■ Requirement
Give back the data below exactly, with every line kept the same.

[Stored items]
______

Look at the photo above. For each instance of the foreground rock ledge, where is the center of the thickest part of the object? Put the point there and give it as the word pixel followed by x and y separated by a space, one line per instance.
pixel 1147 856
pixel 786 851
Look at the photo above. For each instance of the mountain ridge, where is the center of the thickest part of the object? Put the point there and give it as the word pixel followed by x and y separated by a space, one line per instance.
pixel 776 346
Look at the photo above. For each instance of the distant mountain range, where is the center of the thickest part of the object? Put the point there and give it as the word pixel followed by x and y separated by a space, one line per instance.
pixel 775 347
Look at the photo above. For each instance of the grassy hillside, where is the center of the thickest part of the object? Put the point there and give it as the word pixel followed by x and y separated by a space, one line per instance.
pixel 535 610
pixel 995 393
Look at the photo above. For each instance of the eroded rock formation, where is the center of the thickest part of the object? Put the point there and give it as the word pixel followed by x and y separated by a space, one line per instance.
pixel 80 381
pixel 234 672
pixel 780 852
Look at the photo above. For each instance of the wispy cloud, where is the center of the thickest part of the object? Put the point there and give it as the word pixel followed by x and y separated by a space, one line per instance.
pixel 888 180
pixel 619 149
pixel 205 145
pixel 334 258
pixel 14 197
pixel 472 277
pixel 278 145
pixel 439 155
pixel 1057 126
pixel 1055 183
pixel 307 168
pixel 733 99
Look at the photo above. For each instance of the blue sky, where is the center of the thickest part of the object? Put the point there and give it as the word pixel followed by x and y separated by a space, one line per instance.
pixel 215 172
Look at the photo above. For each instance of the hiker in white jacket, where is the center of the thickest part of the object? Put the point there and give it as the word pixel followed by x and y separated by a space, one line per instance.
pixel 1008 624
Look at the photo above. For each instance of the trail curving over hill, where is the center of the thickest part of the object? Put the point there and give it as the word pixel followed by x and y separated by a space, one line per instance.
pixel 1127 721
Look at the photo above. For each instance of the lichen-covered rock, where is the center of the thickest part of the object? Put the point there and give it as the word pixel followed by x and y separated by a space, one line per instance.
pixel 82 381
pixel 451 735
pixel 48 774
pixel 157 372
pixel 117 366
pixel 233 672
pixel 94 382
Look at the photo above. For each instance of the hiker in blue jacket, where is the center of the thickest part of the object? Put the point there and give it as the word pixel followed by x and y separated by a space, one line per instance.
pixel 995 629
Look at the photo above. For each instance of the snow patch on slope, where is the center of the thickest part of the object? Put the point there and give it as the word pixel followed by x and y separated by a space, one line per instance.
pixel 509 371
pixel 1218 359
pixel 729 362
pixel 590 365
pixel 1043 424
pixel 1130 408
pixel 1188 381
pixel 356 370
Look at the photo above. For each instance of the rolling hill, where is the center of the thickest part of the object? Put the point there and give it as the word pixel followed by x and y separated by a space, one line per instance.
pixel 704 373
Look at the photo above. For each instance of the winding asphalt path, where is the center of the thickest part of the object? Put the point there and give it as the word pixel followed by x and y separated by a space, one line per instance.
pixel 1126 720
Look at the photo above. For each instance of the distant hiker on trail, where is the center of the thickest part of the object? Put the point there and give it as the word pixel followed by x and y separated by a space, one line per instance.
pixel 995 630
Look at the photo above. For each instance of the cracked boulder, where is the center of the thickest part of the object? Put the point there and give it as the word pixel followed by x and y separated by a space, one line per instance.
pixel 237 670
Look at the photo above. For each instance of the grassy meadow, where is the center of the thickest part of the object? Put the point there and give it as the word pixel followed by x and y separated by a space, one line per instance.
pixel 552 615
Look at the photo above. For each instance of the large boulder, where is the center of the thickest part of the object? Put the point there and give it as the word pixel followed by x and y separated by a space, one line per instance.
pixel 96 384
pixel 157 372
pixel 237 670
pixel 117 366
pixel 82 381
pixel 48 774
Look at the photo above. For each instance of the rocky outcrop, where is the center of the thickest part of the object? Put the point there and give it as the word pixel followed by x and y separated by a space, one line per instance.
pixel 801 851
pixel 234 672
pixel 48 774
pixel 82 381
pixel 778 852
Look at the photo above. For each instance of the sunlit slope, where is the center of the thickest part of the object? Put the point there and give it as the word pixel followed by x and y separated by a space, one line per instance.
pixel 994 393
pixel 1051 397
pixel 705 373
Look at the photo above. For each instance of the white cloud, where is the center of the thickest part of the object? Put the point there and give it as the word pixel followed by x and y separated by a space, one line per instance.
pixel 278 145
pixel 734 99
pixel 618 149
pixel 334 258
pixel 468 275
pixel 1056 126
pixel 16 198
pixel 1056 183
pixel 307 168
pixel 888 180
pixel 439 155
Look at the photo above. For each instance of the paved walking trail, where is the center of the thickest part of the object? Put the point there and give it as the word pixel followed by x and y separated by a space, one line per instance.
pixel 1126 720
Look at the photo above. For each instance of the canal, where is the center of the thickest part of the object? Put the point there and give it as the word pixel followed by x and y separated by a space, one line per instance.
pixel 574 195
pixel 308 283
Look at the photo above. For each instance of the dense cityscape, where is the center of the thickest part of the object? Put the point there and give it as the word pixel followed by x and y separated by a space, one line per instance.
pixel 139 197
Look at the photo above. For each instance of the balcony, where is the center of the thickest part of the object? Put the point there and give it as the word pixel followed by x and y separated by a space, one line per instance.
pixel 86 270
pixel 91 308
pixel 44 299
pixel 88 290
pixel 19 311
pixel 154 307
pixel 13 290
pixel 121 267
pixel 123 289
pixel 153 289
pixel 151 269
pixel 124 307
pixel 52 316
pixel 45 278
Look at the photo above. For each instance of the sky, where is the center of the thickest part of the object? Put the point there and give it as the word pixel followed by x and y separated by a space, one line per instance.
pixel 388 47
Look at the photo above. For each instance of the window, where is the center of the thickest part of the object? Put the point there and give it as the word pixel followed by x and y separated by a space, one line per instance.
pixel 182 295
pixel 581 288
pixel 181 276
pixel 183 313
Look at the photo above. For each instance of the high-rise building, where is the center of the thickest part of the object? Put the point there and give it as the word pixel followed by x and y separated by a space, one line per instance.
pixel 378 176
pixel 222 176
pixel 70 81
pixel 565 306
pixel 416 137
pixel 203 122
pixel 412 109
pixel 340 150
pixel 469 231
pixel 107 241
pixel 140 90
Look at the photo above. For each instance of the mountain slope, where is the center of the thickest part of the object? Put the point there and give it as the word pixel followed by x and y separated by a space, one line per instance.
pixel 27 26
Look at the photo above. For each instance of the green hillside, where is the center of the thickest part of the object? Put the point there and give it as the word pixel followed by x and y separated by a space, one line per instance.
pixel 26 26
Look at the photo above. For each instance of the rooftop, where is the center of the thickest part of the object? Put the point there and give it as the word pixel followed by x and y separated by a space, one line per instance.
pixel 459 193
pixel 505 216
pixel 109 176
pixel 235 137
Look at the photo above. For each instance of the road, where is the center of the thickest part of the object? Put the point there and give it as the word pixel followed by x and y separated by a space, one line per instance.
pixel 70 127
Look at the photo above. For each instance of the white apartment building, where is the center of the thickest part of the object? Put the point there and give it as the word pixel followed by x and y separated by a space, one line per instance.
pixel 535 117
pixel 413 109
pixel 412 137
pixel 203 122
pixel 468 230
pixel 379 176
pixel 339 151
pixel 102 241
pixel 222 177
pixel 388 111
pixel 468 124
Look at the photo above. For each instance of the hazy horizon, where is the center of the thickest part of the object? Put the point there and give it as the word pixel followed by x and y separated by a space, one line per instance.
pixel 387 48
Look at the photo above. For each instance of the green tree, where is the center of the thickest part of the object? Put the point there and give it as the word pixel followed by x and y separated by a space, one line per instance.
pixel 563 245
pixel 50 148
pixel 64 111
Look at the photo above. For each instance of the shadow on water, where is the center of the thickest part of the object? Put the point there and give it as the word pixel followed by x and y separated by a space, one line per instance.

______

■ Task response
Look at the photo above. For each instance of the foreground rock ledge, where is the center of the thickest part of the object? Put the point there and give it as the word pixel followed by x and y separated by a space, one line per instance.
pixel 1147 856
pixel 786 851
Look at the photo above. For each instance of the mountain ridge, where is the center of the thickest part of the object? Put the point there and give it as the word pixel followed by x and y separated by a space, one line per instance.
pixel 776 346
Look at the photo above. For each instance of the distant mountain range, where is the center of the thickest part of the object? Put the point there and give it as the word pixel followed by x and y separated by a space, one line per instance.
pixel 775 347
Look at the photo above. For each instance of the grassy hillside, where is the center of the thickest part of the object? Put the point there and give it as the word pixel followed by x and y separated by a space, one line per instance.
pixel 535 610
pixel 995 393
Look at the photo above. For each instance of the eroded rock formation, where is the center of the thickest part of the object? Put the point there and give it as the word pixel followed by x and y separated by a space, one line per instance.
pixel 80 381
pixel 234 672
pixel 780 852
Look at the photo above. For each instance of the wispy cloud, where is the center of the thickest part of the object? Put the point there and give it as the word pixel followed by x and y separated by a space, one line per instance.
pixel 888 180
pixel 619 149
pixel 205 145
pixel 334 258
pixel 14 197
pixel 472 277
pixel 278 145
pixel 439 155
pixel 1057 126
pixel 1055 183
pixel 307 168
pixel 733 99
Look at the photo above. For each instance of the blue sky, where is the center of the thickest part of the object? Put the point there and give it as the word pixel followed by x and y separated by a space, one line per instance.
pixel 215 172
Look at the photo above. For each instance of the hiker in white jacket, where is the center of the thickest part of the object? Put the point there and give it as the word pixel followed by x and y separated by a space, one line per instance.
pixel 1008 624
Look at the photo above. For each instance of the trail curving over hill, where is the center of the thickest part of the object? Put the point there and give it as the word pixel followed by x and y separated by a space, one line per instance.
pixel 1127 721
Look at the photo above. For each instance of the lichen-covered rock, where is the center of the thickest part of the object? Put the point there and give it as the word pixel followed by x and y separated by a space, one line per instance.
pixel 82 381
pixel 451 735
pixel 48 774
pixel 157 372
pixel 117 366
pixel 233 672
pixel 94 382
Look at the photo above. For each instance of the hiker in blue jacket, where is the center of the thickest part of the object? Put the point there and give it as the word pixel followed by x and y separated by a space, one line per instance.
pixel 995 629
Look at the photo above. For each instance of the snow patch on slope, where is the center of the thickest part of the object? Put the point there and give it as the word pixel followed by x and y separated by a space, one line per instance.
pixel 509 371
pixel 1218 359
pixel 729 362
pixel 590 365
pixel 1043 424
pixel 1130 408
pixel 1188 381
pixel 356 370
Look at the photo above. For each instance of the rolling hill, where is the center of the thickest part of the object? Put the point there and give it as the word pixel followed by x and y separated by a space, one line per instance.
pixel 704 373
Look at the photo above. For each instance of the winding asphalt path, where is the center of the thickest part of the object? Put the point there and give it as the word pixel followed by x and y separated by a space, one line per instance.
pixel 1126 720
Look at the photo above. For each instance of the distant hiker on trail, where is the center of the thickest part of the object? Put the point there and give it as the word pixel followed by x and y separated by a space, one line per instance.
pixel 995 630
Look at the photo above. For each instance of the cracked boulder, where is the center of the thickest part of the object? Put the point there and give it as the word pixel followed by x and y separated by a space, one line per instance.
pixel 237 670
Look at the photo above. For each instance of the grassy meadow, where is the center of the thickest part of the object? Put the point there and give it as the word pixel followed by x and y separated by a space, one line per instance.
pixel 552 615
Look at the photo above. For each instance of the large boulder, where is the center of the thickest part of the object? Put the point there and give it as the word pixel followed by x and y separated by a space, one line per instance.
pixel 96 384
pixel 157 372
pixel 237 670
pixel 117 366
pixel 82 381
pixel 48 774
Look at the photo above. For each instance of the rocky outcrop, where is the center of the thickest part of the object? Put the point there and give it as the word pixel followed by x and y separated by a space, one line per instance.
pixel 801 851
pixel 234 672
pixel 48 774
pixel 82 381
pixel 778 852
Look at the photo above. For each instance of the sunlit slope, where is the center of the thickest part of the object? Put the point there and give it as the word pixel followed by x and y separated by a space, one line per instance.
pixel 994 393
pixel 1051 397
pixel 705 373
Look at the photo above. For each instance of the white cloud, where is the center of the thickest part of the object? Put the point there and give it as the word pixel followed by x and y separated by a space, one line per instance.
pixel 278 145
pixel 734 99
pixel 618 149
pixel 334 258
pixel 468 275
pixel 1056 126
pixel 16 198
pixel 1056 183
pixel 307 168
pixel 888 180
pixel 439 155
Look at the photo above. For each instance of the paved walking trail, where is the center of the thickest part of the object? Put the point there and give it as the word pixel followed by x and y separated by a space, one line per instance.
pixel 1126 720
Look at the photo above. For each instance of the canal, where is the center of the thickest part of the object? Put the point there and give it as the word pixel followed by x and y separated by a space, one line per instance.
pixel 574 195
pixel 308 283
Look at the photo above. For each instance of the dense cityscape, where is the center of the thickest part of the object? Put the point there and give it as the word pixel followed by x and y separated by a space, one line per instance.
pixel 139 197
Look at the photo above. For each instance of the balcony, where is the center of the thickest part of the object? Put the point there and give it as the word pixel followed by x and y separated by a space, one line per instance.
pixel 86 270
pixel 91 308
pixel 44 299
pixel 88 290
pixel 19 311
pixel 154 307
pixel 13 290
pixel 121 267
pixel 123 289
pixel 153 289
pixel 151 269
pixel 124 307
pixel 52 316
pixel 45 278
Look at the photo above. For each instance of the sky, where is the center of the thickest part of the object? Put the point there and give it as the word pixel followed by x and y separated by a space, one line per instance.
pixel 388 47
Look at the photo above. For each instance of the window, where is the center of the thickest part of the object? Put the point there and give it as the word pixel followed by x and y separated by a space, one line per instance.
pixel 182 295
pixel 581 288
pixel 181 276
pixel 183 313
Look at the photo above. For each instance of the high-rise building, where is the center of the thickest part of the object? Put the point there and give it as the word pixel followed by x and y separated by a space, one line per instance.
pixel 378 176
pixel 222 176
pixel 70 81
pixel 565 306
pixel 416 137
pixel 203 122
pixel 412 109
pixel 340 150
pixel 469 231
pixel 107 241
pixel 140 90
Look at the photo above. For each instance of the mountain slope, where is the center of the thickest part of the object? Put the point there and give it as the word pixel followed by x and y separated by a space, one line per instance.
pixel 27 26
Look at the photo above. For each instance of the green hillside, where is the center of the thickest part of the object? Put the point there and give it as the word pixel followed by x and y separated by a space, one line per instance.
pixel 26 26
Look at the photo above. For each instance of the rooftop, where is the center of the thickest part of the object? Put the point there and give it as the word pixel followed by x and y separated by a space, one line per instance.
pixel 459 193
pixel 505 216
pixel 109 176
pixel 235 137
Look at the photo above. For each instance of the road, where is the center of the thickest part of the object? Put the point there and give it as the word pixel followed by x and y separated by a space, one line per instance.
pixel 70 127
Look at the photo above. For each instance of the white apartment building, where is the center of the thickest part of the object? Put the point there and give it as the word pixel followed by x and y separated by a space, one line per instance.
pixel 535 117
pixel 413 109
pixel 412 137
pixel 203 122
pixel 468 230
pixel 379 176
pixel 339 151
pixel 102 241
pixel 222 177
pixel 388 111
pixel 468 124
Look at the photo above. For each instance of the hazy horizon, where is the center of the thickest part of the object? Put the point there and give it as the word pixel followed by x and y separated by a space, one line per instance.
pixel 387 48
Look at the photo above. For each instance of the green tree, where is the center of the thickest part of the object? Put the point there and give it as the word pixel followed by x and y separated by a space, one line per instance.
pixel 563 245
pixel 50 148
pixel 64 111
Look at the photo above. For each instance of the shadow on water, where is the center of the thickest part of the object? Put the point there and give it as the word pixel followed by x and y separated by a space, one line per instance.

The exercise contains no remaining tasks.